> INSTRUCTIONS FOR THE TASK: Rewrite everything from "Where can you see the lace appliqué" down to "column 135, row 218", replacing "appliqué" with "embroidery" and leaving everything else unchanged.

● ● ● ● ●

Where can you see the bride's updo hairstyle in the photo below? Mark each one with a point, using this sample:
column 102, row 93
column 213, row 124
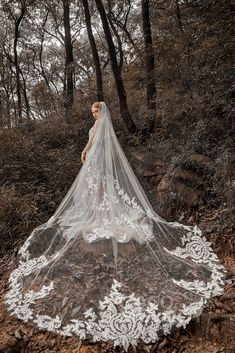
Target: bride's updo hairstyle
column 96, row 105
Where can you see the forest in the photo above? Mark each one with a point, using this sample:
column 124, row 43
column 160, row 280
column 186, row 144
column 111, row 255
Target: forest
column 165, row 69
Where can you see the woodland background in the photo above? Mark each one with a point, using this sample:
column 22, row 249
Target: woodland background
column 165, row 70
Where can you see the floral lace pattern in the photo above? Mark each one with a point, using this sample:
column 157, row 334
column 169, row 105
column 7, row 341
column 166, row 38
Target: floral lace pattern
column 122, row 318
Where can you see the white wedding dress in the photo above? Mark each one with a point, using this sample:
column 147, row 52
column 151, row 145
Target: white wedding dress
column 105, row 266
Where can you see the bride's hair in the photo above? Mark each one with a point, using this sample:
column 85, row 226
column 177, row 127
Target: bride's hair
column 96, row 105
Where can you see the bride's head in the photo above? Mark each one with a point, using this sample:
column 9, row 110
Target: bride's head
column 95, row 109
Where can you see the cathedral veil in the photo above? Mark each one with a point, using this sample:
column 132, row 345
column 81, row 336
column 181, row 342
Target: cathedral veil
column 105, row 266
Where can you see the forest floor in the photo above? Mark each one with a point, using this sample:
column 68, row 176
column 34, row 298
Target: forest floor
column 212, row 332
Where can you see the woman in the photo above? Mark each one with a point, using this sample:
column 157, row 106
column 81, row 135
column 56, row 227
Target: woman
column 105, row 266
column 92, row 131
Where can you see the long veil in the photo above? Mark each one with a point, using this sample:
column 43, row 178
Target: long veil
column 105, row 266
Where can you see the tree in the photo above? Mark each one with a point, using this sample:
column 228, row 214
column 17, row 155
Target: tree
column 149, row 65
column 99, row 82
column 116, row 70
column 69, row 63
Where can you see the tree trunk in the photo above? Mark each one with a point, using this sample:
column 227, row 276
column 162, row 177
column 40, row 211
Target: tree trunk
column 69, row 63
column 99, row 83
column 16, row 63
column 150, row 65
column 116, row 70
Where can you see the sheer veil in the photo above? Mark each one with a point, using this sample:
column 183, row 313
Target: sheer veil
column 105, row 266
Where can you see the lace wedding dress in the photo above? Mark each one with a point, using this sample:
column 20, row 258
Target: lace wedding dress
column 105, row 266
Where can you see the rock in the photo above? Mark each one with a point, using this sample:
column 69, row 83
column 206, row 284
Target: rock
column 9, row 344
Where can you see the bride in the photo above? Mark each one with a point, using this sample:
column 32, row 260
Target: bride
column 105, row 266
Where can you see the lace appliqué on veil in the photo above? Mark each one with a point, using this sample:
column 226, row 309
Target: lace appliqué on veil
column 122, row 318
column 135, row 218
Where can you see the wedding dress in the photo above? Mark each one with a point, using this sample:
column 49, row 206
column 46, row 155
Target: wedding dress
column 105, row 266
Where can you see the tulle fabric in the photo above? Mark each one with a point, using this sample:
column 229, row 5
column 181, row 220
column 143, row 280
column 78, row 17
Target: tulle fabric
column 105, row 266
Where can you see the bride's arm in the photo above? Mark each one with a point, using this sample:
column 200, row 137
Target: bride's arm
column 91, row 138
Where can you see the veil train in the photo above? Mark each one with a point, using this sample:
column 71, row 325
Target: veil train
column 105, row 266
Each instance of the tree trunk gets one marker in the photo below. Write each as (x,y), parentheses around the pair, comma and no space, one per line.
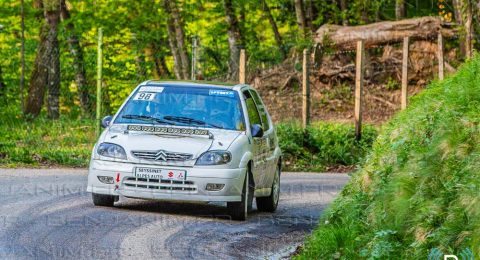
(457,10)
(273,24)
(78,62)
(234,40)
(39,77)
(52,16)
(161,69)
(309,15)
(346,37)
(343,8)
(172,41)
(400,11)
(180,38)
(300,12)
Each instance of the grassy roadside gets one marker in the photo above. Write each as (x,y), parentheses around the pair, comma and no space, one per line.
(323,146)
(62,142)
(68,142)
(419,187)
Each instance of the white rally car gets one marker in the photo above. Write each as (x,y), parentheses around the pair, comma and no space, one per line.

● ● ● ● ●

> SOLUTION BELOW:
Where can you see the lace embroidery on veil in the photo above? Mark each one with a point, using this sample:
column 226, row 309
Target: lace embroidery on veil
column 122, row 318
column 135, row 218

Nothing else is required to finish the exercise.